INSTRUCTIONS FOR THE TASK -> Copy the text on the Mesopotamian god Ištaran in full, with every word unchanged.

SOURCE DOCUMENT ->
******
Ištaran (Ishtaran; ) was a Mesopotamian god who was the tutelary deity of the city of Der, a city-state located east of the Tigris, in the proximity of the borders of Elam. It is known that he was a divine judge, and his position in the Mesopotamian pantheon was most likely high, but much about his character remains uncertain. He was associated with snakes, especially with the snake god Nirah, and it is possible that he could be depicted in a partially or fully serpentine form himself. He is first attested in the Early Dynastic period in royal inscriptions and theophoric names. He appears in sources from the reign of many later dynasties as well. When Der attained independence after the Ur III period, local rulers were considered representatives of Ištaran. In later times, he retained his position in Der, and multiple times his statue was carried away by Assyrians to secure the loyalty of the population of the city.

==Name==
Ištaran's name could be written in cuneiform as ^{d}KA.DI or ^{d}MUŠ. In the case of the first of these logograms, the reading Ištaran has been established as correct by Wilfred G. Lambert in 1969. Other, now obsolete, proposals included Sataran, Satran, Gusilim, and Eatrana. Also attested are a variant form, Iltaran, and an Emesal one, Ezeran (or Ezzeran). The latter logogram could also designate the messenger (šipru) of Ištaran, Nirah, as well as the tutelary god of Susa, Inshushinak, the tutelary god of Eshnunna, Tishpak, and the primordial river deity Irḫan. With a different determinative, ^{mul}MUŠ, it referred to the constellation Hydra, which could be associated with Ištaran. Sometimes ^{d}DI.KU was used to render the name Ištaran as well, though these signs were also used to designate other judge deities, such as Mandanu and Diku (the deification of the Sumerian word "judge").
******
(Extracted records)
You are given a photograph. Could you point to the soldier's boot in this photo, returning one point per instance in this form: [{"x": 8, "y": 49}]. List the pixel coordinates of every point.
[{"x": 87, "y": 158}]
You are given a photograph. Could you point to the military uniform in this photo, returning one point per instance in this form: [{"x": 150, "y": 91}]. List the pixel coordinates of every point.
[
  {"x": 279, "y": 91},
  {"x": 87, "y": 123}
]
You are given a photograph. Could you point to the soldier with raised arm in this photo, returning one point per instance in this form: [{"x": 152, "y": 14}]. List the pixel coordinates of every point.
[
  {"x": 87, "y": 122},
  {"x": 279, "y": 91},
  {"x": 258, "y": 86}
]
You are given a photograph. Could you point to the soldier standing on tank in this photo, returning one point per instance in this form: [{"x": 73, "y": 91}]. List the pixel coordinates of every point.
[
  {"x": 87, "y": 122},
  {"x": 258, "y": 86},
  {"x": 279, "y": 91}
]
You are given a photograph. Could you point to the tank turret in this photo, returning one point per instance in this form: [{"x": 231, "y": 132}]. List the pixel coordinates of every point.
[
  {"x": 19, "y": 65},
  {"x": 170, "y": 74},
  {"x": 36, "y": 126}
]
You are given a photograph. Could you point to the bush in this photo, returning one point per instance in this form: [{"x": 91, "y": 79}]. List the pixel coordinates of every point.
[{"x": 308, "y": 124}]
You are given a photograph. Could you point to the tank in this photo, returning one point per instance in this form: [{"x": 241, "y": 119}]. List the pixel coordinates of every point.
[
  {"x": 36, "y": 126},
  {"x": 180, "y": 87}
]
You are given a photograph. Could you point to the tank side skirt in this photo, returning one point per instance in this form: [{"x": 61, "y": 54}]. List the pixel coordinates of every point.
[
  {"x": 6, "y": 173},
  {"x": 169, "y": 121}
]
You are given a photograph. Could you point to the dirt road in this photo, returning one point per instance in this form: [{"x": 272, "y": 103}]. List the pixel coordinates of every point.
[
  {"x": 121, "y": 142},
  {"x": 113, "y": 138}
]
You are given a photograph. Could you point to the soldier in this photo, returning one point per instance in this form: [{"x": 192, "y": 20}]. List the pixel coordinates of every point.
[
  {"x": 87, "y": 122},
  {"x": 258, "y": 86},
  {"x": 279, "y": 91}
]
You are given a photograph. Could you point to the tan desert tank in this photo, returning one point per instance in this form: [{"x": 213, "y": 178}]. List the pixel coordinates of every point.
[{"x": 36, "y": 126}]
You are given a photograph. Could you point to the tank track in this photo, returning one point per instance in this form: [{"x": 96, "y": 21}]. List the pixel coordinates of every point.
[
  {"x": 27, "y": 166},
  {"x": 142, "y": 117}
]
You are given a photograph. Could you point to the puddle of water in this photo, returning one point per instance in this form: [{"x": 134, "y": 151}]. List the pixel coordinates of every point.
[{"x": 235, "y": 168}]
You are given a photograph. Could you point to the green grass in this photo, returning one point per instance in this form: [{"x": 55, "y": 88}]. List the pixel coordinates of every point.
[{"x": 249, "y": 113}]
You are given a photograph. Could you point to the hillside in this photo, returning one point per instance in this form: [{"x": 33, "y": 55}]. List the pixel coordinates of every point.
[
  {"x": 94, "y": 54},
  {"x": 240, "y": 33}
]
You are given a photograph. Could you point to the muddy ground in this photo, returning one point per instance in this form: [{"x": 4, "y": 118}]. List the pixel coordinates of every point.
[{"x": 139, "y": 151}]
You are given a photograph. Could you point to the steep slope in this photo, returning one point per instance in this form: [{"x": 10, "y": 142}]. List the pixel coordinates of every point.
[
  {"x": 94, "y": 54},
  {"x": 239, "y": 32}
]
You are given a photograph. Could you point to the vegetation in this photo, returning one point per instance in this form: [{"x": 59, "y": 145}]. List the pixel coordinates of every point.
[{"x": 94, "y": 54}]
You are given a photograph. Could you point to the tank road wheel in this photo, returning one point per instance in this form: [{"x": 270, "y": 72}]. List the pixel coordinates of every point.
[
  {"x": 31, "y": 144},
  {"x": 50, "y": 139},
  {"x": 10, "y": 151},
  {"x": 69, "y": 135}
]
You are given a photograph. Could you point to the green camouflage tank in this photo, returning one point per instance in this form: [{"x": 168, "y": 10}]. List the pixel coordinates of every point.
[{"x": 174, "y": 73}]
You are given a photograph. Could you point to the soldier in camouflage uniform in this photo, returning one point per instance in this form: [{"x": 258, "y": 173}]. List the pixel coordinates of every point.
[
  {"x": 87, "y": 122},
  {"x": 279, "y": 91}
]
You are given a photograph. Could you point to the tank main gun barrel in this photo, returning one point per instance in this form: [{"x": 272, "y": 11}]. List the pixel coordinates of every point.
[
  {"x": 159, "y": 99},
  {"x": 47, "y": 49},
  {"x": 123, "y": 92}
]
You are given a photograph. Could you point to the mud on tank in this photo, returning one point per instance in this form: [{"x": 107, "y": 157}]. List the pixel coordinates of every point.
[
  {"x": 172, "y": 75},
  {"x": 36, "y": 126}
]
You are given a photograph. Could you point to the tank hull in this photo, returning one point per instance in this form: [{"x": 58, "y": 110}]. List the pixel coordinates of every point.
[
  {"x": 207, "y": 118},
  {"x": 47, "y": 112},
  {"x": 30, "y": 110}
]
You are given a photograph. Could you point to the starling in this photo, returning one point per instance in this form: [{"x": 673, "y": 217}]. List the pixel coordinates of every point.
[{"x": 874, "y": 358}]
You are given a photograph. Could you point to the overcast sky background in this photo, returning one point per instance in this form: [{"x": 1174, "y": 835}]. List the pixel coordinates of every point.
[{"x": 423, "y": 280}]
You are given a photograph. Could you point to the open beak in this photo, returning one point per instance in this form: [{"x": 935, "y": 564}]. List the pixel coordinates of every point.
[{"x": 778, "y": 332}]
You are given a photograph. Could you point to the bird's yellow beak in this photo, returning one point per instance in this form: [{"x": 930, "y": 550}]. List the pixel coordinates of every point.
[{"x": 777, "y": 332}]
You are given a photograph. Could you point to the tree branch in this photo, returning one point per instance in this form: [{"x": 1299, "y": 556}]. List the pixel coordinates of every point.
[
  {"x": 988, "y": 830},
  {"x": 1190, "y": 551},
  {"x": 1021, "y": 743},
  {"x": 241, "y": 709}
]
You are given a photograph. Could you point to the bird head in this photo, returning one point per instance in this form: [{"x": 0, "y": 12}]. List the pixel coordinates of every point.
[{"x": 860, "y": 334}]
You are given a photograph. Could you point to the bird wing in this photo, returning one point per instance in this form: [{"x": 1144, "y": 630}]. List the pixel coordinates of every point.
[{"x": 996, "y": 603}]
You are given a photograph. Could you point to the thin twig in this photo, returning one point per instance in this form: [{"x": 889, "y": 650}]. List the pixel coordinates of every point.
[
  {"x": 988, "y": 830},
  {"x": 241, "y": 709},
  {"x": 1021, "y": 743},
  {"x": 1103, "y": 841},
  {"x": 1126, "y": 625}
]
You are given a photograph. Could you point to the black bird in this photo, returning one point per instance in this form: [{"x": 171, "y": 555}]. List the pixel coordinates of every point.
******
EXERCISE SOLUTION ->
Ištaran (Ishtaran; ) was a Mesopotamian god who was the tutelary deity of the city of Der, a city-state located east of the Tigris, in the proximity of the borders of Elam. It is known that he was a divine judge, and his position in the Mesopotamian pantheon was most likely high, but much about his character remains uncertain. He was associated with snakes, especially with the snake god Nirah, and it is possible that he could be depicted in a partially or fully serpentine form himself. He is first attested in the Early Dynastic period in royal inscriptions and theophoric names. He appears in sources from the reign of many later dynasties as well. When Der attained independence after the Ur III period, local rulers were considered representatives of Ištaran. In later times, he retained his position in Der, and multiple times his statue was carried away by Assyrians to secure the loyalty of the population of the city.

==Name==
Ištaran's name could be written in cuneiform as ^{d}KA.DI or ^{d}MUŠ. In the case of the first of these logograms, the reading Ištaran has been established as correct by Wilfred G. Lambert in 1969. Other, now obsolete, proposals included Sataran, Satran, Gusilim, and Eatrana. Also attested are a variant form, Iltaran, and an Emesal one, Ezeran (or Ezzeran). The latter logogram could also designate the messenger (šipru) of Ištaran, Nirah, as well as the tutelary god of Susa, Inshushinak, the tutelary god of Eshnunna, Tishpak, and the primordial river deity Irḫan. With a different determinative, ^{mul}MUŠ, it referred to the constellation Hydra, which could be associated with Ištaran. Sometimes ^{d}DI.KU was used to render the name Ištaran as well, though these signs were also used to designate other judge deities, such as Mandanu and Diku (the deification of the Sumerian word "judge").